Repeat each line exactly, leaving nothing out.

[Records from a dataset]
══════════

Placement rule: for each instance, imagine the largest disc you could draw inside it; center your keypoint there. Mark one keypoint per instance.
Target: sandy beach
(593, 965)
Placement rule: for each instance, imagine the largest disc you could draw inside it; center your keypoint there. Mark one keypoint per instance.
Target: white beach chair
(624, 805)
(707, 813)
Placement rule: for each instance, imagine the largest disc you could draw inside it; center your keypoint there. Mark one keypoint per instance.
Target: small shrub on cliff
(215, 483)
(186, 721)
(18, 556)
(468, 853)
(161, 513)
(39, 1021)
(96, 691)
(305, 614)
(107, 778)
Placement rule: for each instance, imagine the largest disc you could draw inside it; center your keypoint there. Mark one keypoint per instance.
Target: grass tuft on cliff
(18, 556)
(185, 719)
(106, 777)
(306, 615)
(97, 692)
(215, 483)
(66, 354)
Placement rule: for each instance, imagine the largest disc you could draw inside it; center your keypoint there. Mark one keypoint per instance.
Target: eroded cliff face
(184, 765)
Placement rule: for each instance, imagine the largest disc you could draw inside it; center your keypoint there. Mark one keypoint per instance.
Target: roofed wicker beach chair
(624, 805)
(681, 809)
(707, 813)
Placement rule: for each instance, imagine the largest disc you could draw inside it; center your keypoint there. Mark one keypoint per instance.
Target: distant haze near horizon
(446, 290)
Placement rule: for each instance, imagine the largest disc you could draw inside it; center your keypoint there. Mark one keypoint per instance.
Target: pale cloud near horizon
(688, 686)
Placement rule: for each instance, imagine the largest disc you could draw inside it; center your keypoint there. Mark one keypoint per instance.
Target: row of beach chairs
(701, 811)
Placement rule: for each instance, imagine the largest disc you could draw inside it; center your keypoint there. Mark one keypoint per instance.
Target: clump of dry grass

══════════

▶ RESPONSE TO THE EXERCISE
Placement rule: for each instance, imagine the largest disc you could draw inside it; center your keypoint there. Mark one keypoint per instance.
Target: sandy beach
(593, 965)
Placement rule: for each instance, imagine the largest disc you could draw inside it; center your keypoint there. Mark one keypoint per instance.
Target: white beach chair
(624, 805)
(707, 813)
Placement rule: for each instance, imagine the largest disc you could draw inside it; center your keypoint there. Mark one keypoint per instance.
Target: small shrub on cliff
(215, 483)
(186, 721)
(18, 556)
(468, 853)
(161, 513)
(39, 1021)
(96, 691)
(305, 614)
(107, 778)
Placement rule: for each instance, imagine the largest disc you could draw inside it; center your keypoint there. Mark one keypoint per instance.
Target: grass tuft on cliff
(18, 556)
(185, 719)
(106, 777)
(306, 615)
(97, 692)
(215, 483)
(66, 354)
Placement rule: for each instance, imagine the largest disc you could draw inside it; center your keypoint there. Mark one keypoint per instance.
Target: eroded cliff face
(184, 765)
Placement rule: for each instance, imagine the largest disc you could draw inside it; center your keypoint there. Mark one keypoint per instance.
Target: roofed wicker beach chair
(624, 805)
(681, 809)
(707, 813)
Placement rule: for each instance, imagine the largest disc you could draw inside it; center your keypoint there. Mark one keypoint per instance.
Target: distant haze near horizon
(446, 290)
Placement rule: for each instance, imagine the largest disc you could draw inside it; center your keypoint there. Mark one keypoint per instance.
Target: pale cloud near horizon
(688, 686)
Placement rule: for each instance, imagine the largest disc you could draw inside it; center your keypoint there. Mark one keypoint per instance.
Target: row of beach chairs
(701, 811)
Placement rule: for each instance, imagine the largest disc you could draw inside it; center your keypoint there. Mark one keypoint per instance.
Target: clump of dry grass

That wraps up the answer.